* [ЗАДАНИЯ]:
1. Какими, по словам знаменитого актёра из текста о сериале «Знатоки», были мелодии на концерте ко Дню милиции?
2. Продолжите текст о сериале «Знатоки», начиная сразу после его последнего предложения.

* [ТЕКСТ ДЛЯ ЧТЕНИЯ]:

Памяти милиции

№ 2011 / 10, 23.02.2015

От­го­во­рив об Аркадии Ада­мо­ве (ЛР, 2011, №4), по­ра взять на ка­ран­даш и бо­лее мо­ло­дых его кол­лег. Один зна­ме­ни­тый ак­тёр, по­смо­т­рев не­дав­ний кон­церт ко Дню ми­ли­ции, вос­клик­нул: «Пра­зд­ник пра­во­о­хра­ни­те­лей, а ме­ло­дии-то блат­ные! И сло­ва, и ужим­ки ис­пол­ни­те­лей – как в во­ров­ской ма­ли­не!».

Размышления о сериале «Знатоки»



Отговорив об Аркадии Адамове (ЛР, 2011, №4), пора взять на карандаш и более молодых его коллег. Один знаменитый актёр, посмотрев недавний концерт ко Дню милиции, воскликнул: «Праздник правоохранителей, а мелодии-то блатные! И слова, и ужимки исполнителей – как в воровской малине!». Нет числа криминальным сериалам на нашем телевидении. Как правило, и там невозможно отличить милиционеров от преступников! Один и тот же жаргон, схожая мораль – кулак да матерщина… Кто-то скажет: таковы требования реализма. Да нет, скорее, сценаристы и режиссёры перегибают палку, чтобы создать зрелище поострее. А ведь бывали книжки и фильмы, в которых, по Софоклу, сотрудники милиции будут показаны такими, какими они должны быть. И нам придётся возрождать подзабытые традиции.

* [ДАННЫЕ]:
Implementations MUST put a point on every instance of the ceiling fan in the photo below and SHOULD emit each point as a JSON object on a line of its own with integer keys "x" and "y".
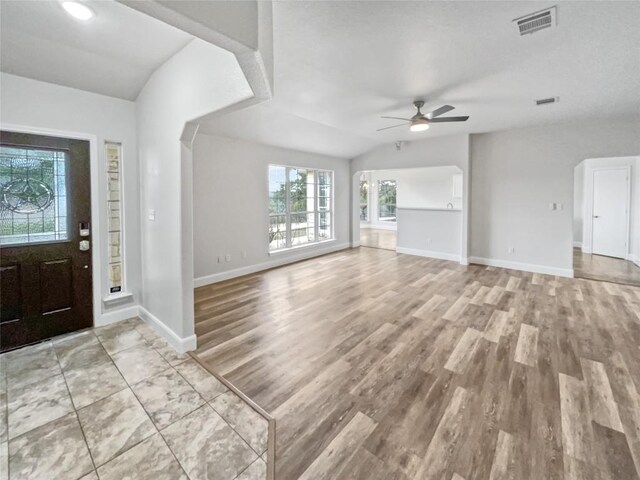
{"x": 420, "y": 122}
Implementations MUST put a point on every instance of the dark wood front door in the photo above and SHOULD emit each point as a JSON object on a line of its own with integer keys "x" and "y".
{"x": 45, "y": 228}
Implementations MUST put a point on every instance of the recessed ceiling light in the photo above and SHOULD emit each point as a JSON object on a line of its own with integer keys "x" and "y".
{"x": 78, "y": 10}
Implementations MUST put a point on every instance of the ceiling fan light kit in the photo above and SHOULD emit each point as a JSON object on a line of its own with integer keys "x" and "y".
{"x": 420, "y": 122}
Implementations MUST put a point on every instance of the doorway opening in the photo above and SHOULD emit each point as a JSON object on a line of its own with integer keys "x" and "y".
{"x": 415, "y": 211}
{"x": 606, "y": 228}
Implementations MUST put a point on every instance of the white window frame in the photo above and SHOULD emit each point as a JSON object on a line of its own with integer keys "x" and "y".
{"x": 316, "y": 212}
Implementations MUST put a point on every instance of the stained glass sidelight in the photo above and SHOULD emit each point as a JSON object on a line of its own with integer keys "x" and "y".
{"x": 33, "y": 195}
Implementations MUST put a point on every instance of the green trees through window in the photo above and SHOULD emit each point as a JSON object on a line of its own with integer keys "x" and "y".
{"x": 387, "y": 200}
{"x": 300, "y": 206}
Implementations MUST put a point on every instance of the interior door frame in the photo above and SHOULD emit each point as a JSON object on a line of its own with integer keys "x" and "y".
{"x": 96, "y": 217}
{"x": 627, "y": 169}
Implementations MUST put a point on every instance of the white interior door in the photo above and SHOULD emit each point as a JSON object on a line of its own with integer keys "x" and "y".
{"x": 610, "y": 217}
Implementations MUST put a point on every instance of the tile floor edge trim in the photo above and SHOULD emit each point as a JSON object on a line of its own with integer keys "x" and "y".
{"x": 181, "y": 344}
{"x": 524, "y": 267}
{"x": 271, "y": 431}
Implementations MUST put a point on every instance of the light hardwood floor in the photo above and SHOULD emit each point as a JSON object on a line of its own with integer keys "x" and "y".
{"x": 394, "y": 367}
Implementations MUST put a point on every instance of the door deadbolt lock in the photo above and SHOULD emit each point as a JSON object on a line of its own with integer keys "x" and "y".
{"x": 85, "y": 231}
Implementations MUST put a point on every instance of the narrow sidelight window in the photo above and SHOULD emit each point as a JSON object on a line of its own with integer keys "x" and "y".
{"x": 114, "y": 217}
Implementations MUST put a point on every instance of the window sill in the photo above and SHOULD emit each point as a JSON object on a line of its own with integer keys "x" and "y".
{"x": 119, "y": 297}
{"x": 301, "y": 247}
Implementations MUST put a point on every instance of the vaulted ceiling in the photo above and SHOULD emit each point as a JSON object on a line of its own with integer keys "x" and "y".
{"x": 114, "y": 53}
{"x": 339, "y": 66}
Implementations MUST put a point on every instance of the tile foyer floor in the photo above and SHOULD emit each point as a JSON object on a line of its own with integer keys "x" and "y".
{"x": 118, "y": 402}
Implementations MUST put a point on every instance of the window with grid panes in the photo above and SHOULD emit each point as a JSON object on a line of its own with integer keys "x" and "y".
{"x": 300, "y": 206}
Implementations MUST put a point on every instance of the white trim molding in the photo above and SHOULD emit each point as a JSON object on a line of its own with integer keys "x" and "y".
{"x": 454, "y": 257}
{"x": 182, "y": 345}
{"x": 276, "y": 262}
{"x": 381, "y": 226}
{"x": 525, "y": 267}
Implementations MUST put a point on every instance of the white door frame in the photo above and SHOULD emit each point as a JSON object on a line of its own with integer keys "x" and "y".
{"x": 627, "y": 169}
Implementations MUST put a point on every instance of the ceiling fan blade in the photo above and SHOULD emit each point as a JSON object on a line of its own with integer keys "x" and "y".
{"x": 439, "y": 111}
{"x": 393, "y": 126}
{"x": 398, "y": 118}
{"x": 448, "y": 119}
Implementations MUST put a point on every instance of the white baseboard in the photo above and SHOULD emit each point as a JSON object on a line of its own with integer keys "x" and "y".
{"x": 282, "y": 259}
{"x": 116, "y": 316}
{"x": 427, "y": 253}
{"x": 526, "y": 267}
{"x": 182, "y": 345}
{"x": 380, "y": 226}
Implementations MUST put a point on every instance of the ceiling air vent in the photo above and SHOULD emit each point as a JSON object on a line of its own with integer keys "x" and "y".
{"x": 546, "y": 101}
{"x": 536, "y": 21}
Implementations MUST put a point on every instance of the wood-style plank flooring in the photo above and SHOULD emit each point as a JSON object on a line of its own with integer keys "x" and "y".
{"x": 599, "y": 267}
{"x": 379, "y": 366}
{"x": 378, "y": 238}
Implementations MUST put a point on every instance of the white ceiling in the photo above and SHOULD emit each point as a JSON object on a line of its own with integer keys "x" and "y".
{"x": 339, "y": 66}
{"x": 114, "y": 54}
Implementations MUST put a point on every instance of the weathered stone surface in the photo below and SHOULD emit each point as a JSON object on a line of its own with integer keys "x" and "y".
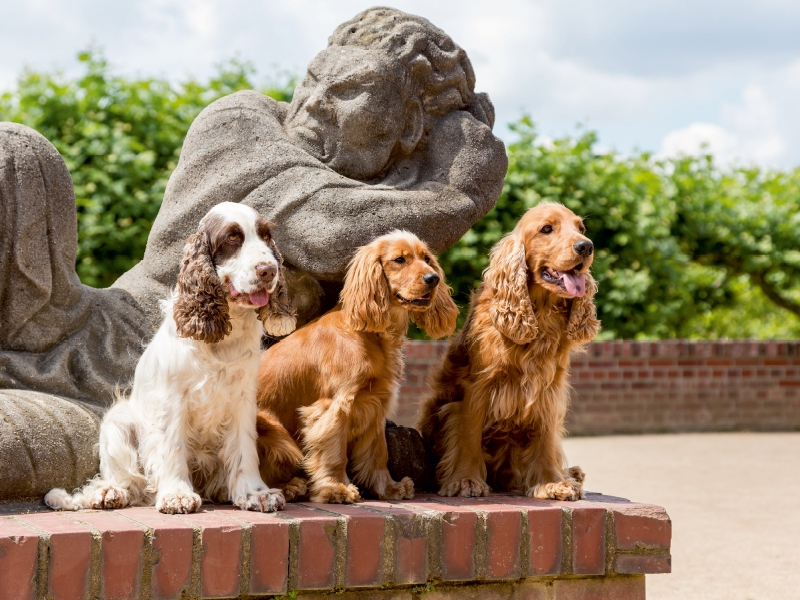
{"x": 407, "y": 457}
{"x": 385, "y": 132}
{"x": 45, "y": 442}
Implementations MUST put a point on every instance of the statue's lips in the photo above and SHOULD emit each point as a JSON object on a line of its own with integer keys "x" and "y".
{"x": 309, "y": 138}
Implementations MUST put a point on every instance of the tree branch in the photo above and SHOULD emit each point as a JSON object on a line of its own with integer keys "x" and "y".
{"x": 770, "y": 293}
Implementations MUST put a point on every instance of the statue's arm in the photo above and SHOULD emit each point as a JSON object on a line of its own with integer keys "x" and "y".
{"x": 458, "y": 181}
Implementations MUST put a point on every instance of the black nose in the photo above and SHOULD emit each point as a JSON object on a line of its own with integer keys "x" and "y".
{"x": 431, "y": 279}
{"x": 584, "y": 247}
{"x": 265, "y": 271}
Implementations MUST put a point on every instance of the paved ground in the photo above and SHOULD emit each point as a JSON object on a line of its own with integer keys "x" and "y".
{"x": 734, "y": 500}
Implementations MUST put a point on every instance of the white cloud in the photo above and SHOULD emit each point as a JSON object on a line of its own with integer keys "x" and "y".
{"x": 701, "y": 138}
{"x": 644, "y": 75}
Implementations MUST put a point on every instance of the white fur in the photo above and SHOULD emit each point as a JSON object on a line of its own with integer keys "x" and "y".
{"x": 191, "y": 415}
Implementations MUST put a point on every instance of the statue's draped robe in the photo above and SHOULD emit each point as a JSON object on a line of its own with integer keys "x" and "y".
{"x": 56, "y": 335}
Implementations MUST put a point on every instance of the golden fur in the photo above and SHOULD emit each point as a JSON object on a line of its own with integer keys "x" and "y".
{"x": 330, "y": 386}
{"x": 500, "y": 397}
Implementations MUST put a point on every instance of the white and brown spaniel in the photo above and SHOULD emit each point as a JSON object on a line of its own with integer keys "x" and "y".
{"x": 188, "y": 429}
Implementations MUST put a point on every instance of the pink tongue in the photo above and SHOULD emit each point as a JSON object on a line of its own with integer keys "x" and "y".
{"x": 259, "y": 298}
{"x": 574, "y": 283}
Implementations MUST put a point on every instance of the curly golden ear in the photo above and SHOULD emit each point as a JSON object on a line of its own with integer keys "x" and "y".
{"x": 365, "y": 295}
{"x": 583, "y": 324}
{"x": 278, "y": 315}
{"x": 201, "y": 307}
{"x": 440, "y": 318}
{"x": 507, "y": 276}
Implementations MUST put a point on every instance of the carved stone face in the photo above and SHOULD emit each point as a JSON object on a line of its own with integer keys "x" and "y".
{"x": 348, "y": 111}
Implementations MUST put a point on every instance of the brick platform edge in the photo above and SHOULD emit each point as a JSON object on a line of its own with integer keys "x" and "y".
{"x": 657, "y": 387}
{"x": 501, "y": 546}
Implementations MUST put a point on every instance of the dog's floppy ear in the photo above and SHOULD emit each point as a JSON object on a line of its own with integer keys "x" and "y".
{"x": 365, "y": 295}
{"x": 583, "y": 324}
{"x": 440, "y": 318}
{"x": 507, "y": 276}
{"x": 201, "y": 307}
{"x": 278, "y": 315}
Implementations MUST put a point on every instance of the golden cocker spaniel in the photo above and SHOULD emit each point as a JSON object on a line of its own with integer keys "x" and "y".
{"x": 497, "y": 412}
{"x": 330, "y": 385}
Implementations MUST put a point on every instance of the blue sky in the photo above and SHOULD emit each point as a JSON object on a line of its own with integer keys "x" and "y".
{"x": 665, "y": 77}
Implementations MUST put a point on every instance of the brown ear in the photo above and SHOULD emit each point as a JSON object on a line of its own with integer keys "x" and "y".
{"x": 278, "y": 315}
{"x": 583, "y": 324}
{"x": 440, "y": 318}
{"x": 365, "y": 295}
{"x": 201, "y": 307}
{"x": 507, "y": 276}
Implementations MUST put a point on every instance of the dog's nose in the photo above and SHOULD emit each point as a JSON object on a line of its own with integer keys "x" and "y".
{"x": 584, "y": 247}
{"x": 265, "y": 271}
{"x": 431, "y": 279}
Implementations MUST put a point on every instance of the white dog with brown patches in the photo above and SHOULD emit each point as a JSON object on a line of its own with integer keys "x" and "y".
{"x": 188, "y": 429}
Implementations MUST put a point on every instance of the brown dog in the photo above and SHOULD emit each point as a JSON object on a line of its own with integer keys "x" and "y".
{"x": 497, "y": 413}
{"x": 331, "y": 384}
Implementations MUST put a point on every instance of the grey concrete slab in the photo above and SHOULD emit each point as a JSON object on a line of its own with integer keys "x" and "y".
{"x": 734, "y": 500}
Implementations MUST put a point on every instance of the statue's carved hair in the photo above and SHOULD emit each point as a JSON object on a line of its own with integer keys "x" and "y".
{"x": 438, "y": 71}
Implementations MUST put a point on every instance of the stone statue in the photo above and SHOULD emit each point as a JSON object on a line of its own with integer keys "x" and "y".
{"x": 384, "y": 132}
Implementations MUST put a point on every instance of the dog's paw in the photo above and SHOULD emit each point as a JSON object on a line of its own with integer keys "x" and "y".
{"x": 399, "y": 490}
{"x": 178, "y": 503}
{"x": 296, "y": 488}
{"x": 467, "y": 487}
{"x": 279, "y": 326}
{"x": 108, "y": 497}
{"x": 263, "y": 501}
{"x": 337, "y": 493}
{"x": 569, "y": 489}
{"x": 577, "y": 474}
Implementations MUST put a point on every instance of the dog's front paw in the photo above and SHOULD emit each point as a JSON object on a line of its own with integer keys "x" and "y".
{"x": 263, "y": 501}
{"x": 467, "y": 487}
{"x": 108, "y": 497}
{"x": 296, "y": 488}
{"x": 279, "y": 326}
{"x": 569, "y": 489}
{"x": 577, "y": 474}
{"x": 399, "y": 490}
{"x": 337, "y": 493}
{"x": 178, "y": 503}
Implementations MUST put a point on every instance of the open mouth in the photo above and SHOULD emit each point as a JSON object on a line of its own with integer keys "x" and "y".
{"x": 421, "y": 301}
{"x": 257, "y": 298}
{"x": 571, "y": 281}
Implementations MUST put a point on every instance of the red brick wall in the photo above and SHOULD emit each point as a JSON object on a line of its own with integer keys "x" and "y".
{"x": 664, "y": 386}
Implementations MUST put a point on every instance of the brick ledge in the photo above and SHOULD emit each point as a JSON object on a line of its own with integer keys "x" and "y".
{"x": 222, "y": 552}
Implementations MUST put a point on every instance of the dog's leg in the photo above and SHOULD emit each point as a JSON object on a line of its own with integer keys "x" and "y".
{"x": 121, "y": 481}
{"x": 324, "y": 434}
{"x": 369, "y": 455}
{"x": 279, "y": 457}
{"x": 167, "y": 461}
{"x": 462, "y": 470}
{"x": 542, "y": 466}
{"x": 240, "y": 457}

* [ОТВЕТЫ ПО ЗАДАНИЯМ]:
1. Блатными.

2.
Расцвет жанра пришёлся на семидесятые, когда в каждую советскую квартиру, где был телевизор, пришли знатоки – Знаменский, Томин, Кибрит – герои летописцев советской милиции, Ольги и Александра Лавровых. В 1990-е годы Лавровы переиздали свои книги о знатоках и насытили их актуальной перестроечной поджаркой: оказывается, за плечами расхитителей из ресторана и овощебазы стояли чуть ли не цековские крёстные отцы, а Знаменскому и Томину начальство мешало честно работать… Это издержки конъюнктуры рынка, а нас интересуют истинные знатоки, герои 1970-х.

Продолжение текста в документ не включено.